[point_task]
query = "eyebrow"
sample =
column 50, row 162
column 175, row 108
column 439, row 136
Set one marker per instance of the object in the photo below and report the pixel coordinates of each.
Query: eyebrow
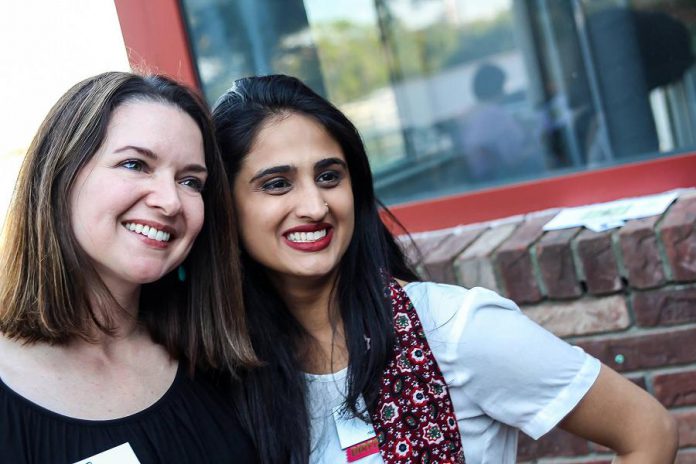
column 325, row 163
column 289, row 168
column 193, row 167
column 274, row 170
----------
■ **Exercise objective**
Reproduce every line above word for word, leaving out the picture.

■ **Exercise solution**
[point_task]
query = "eyebrow"
sample =
column 50, row 162
column 175, row 108
column 439, row 136
Set one marker per instance of the object in the photo below and report the pixel coordinates of each.
Query: eyebrow
column 325, row 163
column 289, row 168
column 193, row 167
column 274, row 170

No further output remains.